Q: What was your ultimate professional breakthrough?
A:
The moment when I stopped striving to be the greatest artist in the world. It freed me from my ambitions and since then, I have been finally able to enjoy art.

Q: Do you think artists have to suffer?
A:
Definitely not! However, most artists like to suffer because it makes them feel like they can finally experience emotions and they derive inspiration from their depression.  I used to have friends in secondary school who actually liked being depressed and attempted to make themselves depressed. I think that artists are afraid that good art can’t be done without feeling depressed. They also have a Saviour complex. It may even be some kind of martyrdom, but that’s something extra. Some of them then defend the purpose of their work by saying that it’s art therapy. What I’m interested in is finding out how many of these patients want to get better as I feel that they love to wallow in their depression.
 
Q: If you had the opportunity to talk to a deceased artist, who would it be and what would you ask him/her?
A:
In secondary school, there was a professor who told us about Sandro Botticelli who, at one point in his life, entered a monastery and suddenly it was as if the earth had swallowed him up. He stopped painting and from that moment on, nobody knew what happened to him. So I’d be interested to know what he went through in his life. I’d like to ask him why he’d entered the monastery and if it were better than his life before that.

_Dataset content_.
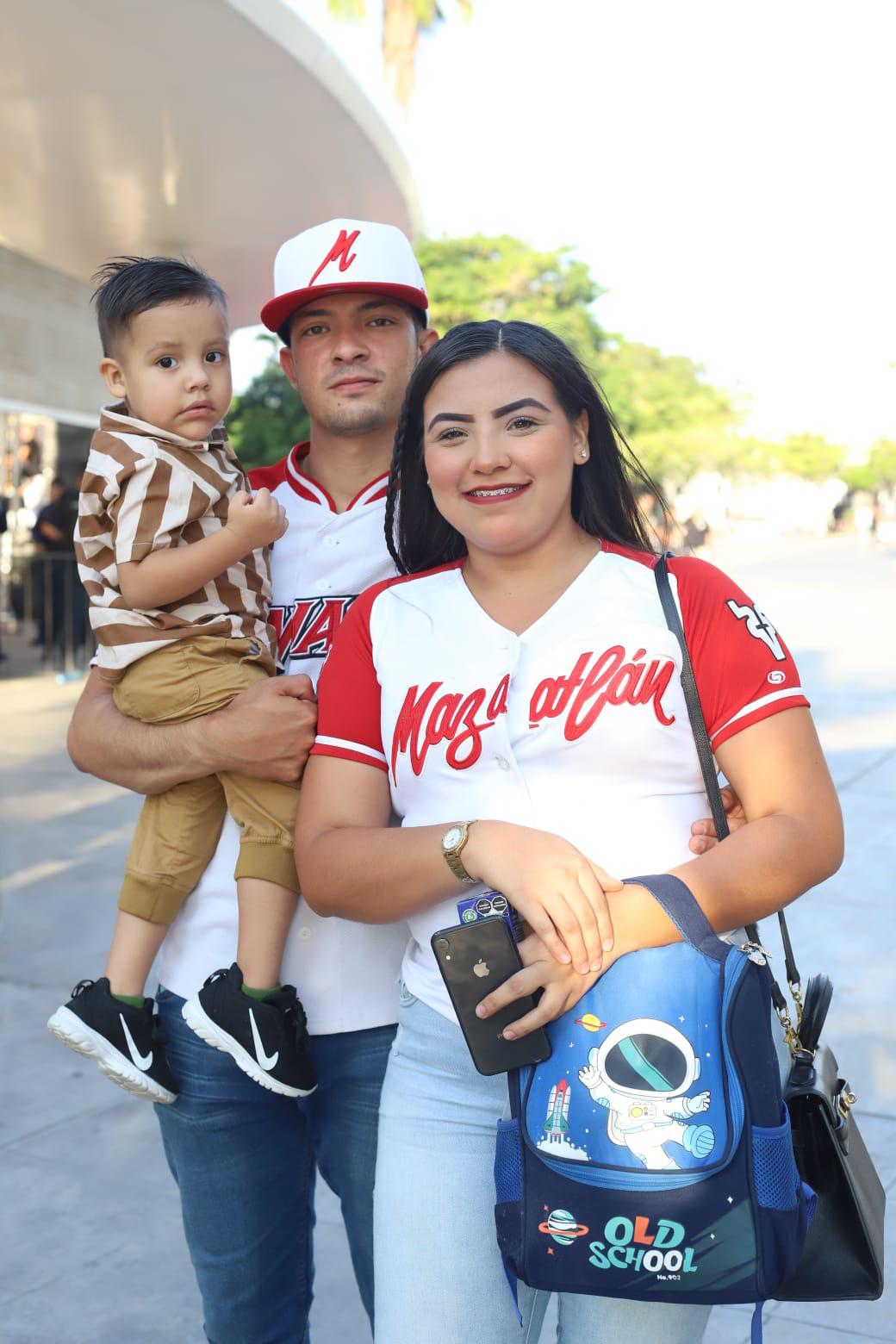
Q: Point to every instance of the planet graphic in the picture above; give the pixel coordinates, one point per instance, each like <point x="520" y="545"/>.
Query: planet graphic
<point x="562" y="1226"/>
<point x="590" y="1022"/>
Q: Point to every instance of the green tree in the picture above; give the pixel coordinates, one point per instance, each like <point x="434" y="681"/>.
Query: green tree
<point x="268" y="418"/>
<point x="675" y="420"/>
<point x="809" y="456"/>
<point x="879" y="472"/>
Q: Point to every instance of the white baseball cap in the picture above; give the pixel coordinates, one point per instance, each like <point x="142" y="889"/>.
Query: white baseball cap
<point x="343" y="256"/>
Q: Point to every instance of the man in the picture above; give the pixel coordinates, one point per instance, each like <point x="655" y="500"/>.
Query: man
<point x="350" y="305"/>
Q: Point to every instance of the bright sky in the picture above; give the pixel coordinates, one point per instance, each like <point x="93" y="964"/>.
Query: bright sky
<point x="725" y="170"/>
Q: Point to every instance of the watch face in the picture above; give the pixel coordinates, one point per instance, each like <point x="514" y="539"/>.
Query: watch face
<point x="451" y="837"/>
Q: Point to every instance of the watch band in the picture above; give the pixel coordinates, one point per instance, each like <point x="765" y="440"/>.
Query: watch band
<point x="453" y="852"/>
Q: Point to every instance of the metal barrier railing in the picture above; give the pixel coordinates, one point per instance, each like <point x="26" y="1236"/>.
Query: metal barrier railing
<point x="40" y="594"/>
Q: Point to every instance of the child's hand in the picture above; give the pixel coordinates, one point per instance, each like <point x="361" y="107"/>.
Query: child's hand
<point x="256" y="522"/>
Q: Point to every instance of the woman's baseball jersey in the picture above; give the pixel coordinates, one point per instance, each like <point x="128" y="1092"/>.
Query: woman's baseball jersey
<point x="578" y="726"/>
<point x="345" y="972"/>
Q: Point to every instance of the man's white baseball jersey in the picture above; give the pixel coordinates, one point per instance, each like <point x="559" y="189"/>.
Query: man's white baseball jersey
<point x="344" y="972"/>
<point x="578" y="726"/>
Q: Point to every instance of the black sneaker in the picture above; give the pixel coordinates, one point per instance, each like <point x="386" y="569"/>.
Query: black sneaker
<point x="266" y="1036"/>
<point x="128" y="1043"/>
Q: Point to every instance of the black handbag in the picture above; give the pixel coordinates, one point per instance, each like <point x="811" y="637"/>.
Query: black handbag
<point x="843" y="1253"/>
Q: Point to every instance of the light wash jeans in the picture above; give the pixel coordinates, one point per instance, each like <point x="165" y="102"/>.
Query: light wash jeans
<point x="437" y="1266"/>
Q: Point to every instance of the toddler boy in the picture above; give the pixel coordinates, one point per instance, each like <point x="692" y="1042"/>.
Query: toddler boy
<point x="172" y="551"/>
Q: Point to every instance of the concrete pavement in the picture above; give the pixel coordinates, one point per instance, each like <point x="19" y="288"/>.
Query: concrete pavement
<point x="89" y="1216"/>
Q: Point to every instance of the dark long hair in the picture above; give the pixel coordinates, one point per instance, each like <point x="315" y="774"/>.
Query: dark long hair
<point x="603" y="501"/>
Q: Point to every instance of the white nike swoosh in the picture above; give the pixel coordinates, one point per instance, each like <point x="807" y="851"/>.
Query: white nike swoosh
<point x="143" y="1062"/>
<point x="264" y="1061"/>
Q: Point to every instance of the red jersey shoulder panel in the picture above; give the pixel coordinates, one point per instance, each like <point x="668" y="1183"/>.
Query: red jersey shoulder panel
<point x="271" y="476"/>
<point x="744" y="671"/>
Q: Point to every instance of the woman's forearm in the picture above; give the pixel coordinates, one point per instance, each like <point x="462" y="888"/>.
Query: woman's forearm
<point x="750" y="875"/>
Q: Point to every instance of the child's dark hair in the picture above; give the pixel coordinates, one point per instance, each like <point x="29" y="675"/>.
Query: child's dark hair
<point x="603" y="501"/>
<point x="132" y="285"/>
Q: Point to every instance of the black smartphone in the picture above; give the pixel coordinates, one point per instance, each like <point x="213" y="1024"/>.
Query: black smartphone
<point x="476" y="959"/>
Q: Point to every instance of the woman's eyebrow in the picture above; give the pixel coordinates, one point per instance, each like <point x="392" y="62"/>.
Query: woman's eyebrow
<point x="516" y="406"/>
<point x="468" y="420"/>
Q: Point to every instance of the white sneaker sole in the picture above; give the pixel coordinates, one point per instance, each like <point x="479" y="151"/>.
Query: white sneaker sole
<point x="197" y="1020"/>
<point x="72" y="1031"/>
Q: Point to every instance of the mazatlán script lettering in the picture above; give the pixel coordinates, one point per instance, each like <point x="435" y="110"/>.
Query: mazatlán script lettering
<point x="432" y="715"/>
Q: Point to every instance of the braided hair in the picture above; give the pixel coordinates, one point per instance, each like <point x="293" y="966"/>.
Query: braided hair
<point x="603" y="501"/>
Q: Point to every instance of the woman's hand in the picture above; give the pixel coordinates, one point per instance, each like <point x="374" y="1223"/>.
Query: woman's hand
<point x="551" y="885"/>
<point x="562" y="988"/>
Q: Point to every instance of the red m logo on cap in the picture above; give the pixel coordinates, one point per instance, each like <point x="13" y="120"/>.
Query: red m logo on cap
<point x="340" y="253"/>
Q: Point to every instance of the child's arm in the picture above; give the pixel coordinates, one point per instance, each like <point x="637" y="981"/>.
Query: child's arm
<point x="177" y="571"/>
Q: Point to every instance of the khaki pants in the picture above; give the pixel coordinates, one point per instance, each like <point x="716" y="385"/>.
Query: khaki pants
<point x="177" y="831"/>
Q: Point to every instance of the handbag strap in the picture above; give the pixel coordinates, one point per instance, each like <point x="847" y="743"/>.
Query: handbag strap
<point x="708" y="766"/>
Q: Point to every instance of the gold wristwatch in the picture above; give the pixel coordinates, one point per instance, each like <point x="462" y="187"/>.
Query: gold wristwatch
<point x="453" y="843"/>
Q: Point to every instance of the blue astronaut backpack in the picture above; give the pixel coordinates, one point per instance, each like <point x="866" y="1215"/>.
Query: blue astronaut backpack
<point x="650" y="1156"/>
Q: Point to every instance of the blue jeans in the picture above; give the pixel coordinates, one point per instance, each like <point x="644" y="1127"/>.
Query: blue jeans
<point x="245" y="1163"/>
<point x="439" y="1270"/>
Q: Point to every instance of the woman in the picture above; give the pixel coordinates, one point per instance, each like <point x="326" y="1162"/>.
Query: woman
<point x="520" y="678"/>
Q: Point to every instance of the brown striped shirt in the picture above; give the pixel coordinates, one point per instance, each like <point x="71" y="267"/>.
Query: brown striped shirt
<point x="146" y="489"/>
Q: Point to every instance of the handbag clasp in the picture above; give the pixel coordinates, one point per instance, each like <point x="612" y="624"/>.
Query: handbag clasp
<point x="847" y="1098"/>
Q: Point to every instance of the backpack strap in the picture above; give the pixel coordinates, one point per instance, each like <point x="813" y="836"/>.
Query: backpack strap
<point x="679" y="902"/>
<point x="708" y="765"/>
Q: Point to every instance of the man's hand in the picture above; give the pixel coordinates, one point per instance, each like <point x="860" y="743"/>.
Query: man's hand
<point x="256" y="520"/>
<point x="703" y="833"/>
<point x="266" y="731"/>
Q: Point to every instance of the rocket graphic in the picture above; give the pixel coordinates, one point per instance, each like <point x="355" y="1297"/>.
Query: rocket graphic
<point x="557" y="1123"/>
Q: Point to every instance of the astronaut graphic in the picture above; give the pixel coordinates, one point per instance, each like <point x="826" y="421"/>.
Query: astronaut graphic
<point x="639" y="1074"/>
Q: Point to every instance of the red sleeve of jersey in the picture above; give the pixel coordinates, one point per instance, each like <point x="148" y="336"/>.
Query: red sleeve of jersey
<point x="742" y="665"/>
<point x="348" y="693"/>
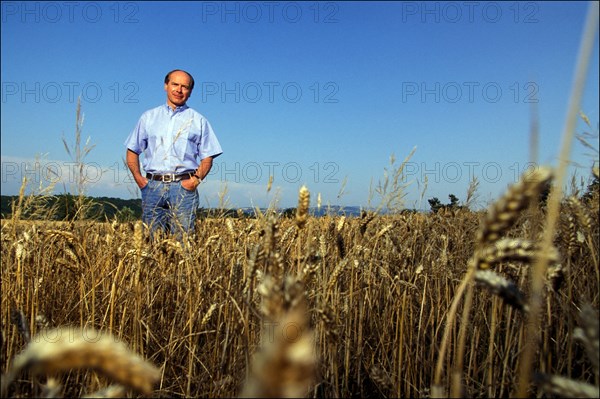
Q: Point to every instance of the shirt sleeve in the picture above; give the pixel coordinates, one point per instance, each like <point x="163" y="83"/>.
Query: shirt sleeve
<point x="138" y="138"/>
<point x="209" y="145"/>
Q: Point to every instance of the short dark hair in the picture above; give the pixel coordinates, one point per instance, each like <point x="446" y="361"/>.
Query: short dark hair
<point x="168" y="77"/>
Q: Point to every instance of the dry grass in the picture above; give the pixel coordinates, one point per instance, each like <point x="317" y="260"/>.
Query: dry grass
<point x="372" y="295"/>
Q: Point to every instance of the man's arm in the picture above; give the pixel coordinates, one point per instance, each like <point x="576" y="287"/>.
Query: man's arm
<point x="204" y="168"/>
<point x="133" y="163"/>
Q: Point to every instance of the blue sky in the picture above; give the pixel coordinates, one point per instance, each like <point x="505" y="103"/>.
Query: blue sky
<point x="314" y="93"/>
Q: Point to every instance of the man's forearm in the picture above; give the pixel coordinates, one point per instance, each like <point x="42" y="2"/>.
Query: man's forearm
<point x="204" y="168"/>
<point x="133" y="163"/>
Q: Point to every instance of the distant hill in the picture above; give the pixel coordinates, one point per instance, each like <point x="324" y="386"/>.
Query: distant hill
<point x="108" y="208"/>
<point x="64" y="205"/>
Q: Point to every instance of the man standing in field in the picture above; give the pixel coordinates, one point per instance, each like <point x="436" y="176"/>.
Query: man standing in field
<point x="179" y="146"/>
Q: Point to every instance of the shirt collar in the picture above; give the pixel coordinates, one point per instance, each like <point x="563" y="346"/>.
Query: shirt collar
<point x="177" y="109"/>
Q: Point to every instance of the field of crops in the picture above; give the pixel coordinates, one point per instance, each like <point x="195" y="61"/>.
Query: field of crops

_Requirement_. In the interview, which deceased artist would the interviewee choose to talk to? The records were drawn from a different source than the interview.

_Answer_. Sandro Botticelli.